任务列表:
1) 改写 FIO 测试教程中以含有“在业务pod启动时被自动拉起，和业务pod被分配在同一个node”的词句开头、以“的 persistence 配置，如下。注意该配置无法适用于生产，仅供验证测试使用。”结尾的那一段，把其中的“云厂商”换成“云服务商”。
2) 从 FIO 测试教程停下的地方往下续写。

原文摘录:
━━━━━━━━━━━━━━━━━━━━

Alluxio Enterprise AI on K8s FIO 测试教程

? Alluxio Enterprise AI on K8s测试教程 ? 链接为Alluxio Enterprise AI on K8s FIO测试视频教程。 fio 是业内常用的磁盘与文件系统性能测试工具，下面内容将通过文字方式介绍Alluxio on k8s 进行 fio 测试的教程。

1. 测试环境

虚拟机规格：ecs.g3i.16xlarge，包含 64 vCPU、256GB 内存、140GB 磁盘（极速型 SSD FlexPL）。带宽等详细数据见实例规格。 Alluxio 版本：3.2-5.2.1 Alluxio Operator 版本：1.3.0

2. 测试环境准备

确保已经在云端kubernetes集群上搭建了Alluxio集群，集群中已启动以下pod，集群部署和启动方式详见《Alluxio on K8s部署教程》

1 个 Coordinator pod

2 个 Worker pod

1 个 FUSE pod

在业务pod启动时被自动拉起，和业务pod被分配在同一个node

1 个业务pod

启动方式：见 FUSE-based POSIX API，下文也有启动yaml文件示例。启动视频教程见《Alluxio on K8s 部署教程》视频11分30秒处

2.1 集群配置

下面是alluxio集群的yaml文件配置内容。

注意1：etcd需要配置storageClass字段。不同云厂商的容器服务提供不同的storage class类型。如何配置，详见《Alluxio on K8s 部署教程》和Alluxio on K8s FAQ。如果不清楚当前云厂商容器服务的storage class类型，请执行kubectl get sc查看。如果您只是进行部署验证，同时当前没有方便的 storage class 供集群使用，您可以关闭 etcd 的 persistence 配置，如下。注意该配置无法适用于生产，仅供验证测试使用。

etcd:
  persistence:
    enabled: false

注意2：集群的默认配置会部署1个 coordinator、2 个 worker、1 套 3 节点 etcd，同时启动 pvc 的 pod 过程中会自动创建 fuse 相关 pod，请谨慎配置这些相关 pod 的 request 资源，以免相应 pod 无法调度成功。

━━━━━━━━━━━━━━━━━━━━

原始材料:

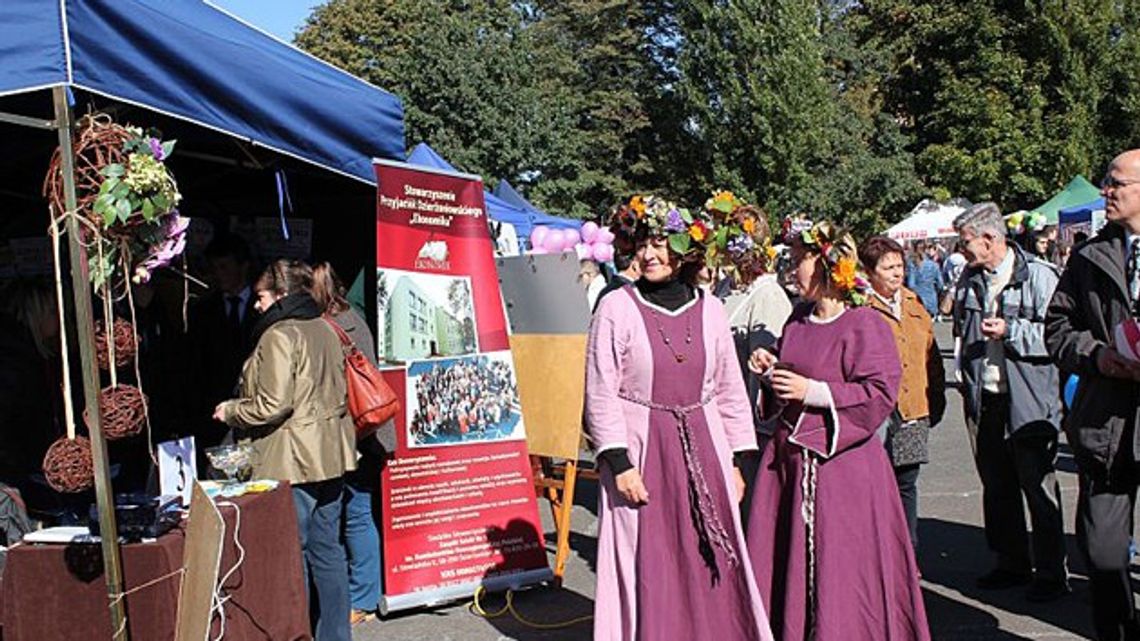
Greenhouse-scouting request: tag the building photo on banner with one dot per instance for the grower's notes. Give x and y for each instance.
(423, 316)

━━━━━━━━━━━━━━━━━━━━

各题结果:
1)
在业务pod启动时被自动拉起，和业务pod被分配在同一个node

1 个业务pod

启动方式：见 FUSE-based POSIX API，下文也有启动yaml文件示例。启动视频教程见《Alluxio on K8s 部署教程》视频11分30秒处

2.1 集群配置

下面是alluxio集群的yaml文件配置内容。

注意1：etcd需要配置storageClass字段。不同云服务商的容器服务提供不同的storage class类型。如何配置，详见《Alluxio on K8s 部署教程》和Alluxio on K8s FAQ。如果不清楚当前云服务商容器服务的storage class类型，请执行kubectl get sc查看。如果您只是进行部署验证，同时当前没有方便的 storage class 供集群使用，您可以关闭 etcd 的 persistence 配置，如下。注意该配置无法适用于生产，仅供验证测试使用。

2)
apiVersion: k8s-operator.alluxio.com/v1
kind: AlluxioCluster
metadata:
  name: alluxio
spec:
  image: k8s-alluxio-cn-beijing.cr.volces.com/alluxio-test/alluxio-enterprise
  imageTag: AI-3.2-5.2.1
  user: 0
  group: 0

  worker:
    count: 2
    resources:
      limits:
        cpu: "16"
        memory: "32Gi"
      requests:
        cpu: "0"
        memory: "512Mi"
    jvmOptions:
      - "-Xmx16g"
      - "-Xms16g"
      - "-XX:MaxDirectMemorySize=12g"

  fuse:
    type: csi
    resources:
      requests:
        cpu: "0"
        memory: "2Gi"
      limits:
        cpu: "32"
        memory: "16Gi"
    jvmOptions:
      - "-Xms24g"
      - "-Xmx24g"
      - "-XX:MaxDirectMemorySize=16g"

  etcd:
    enabled: true
    replicaCount: 1
    persistence:
      storageClass: ebs-ssd
      size: 30Gi


    image:
      registry: k8s-alluxio-cn-beijing.cr.volces.com
      repository: alluxio-test/etcd
      tag: 3.5.9-debian-11-r24
    volumePermissions:
      image:
        registry: k8s-alluxio-cn-beijing.cr.volces.com
        repository: alluxio-test/os-shell
        tag: 11-debian-11-r2

  alluxio-monitor:
    enabled: true
    prometheus:
      imageInfo:
        image: k8s-alluxio-cn-beijing.cr.volces.com/alluxio-test/prometheus
        imageTag: v2.52.0
    grafana:
      imageInfo:
        image: k8s-alluxio-cn-beijing.cr.volces.com/alluxio-test/grafana
        imageTag: 11.1.0-ubuntu
  pagestore:
    quota: 10Gi

2.2 业务pod环境配置

下面是业务pod的yaml文件配置内容。此处yaml文件的image字段可以任意指定一个镜像。如果是国内用户，确保指定的镜像可以被集群拉取到即可。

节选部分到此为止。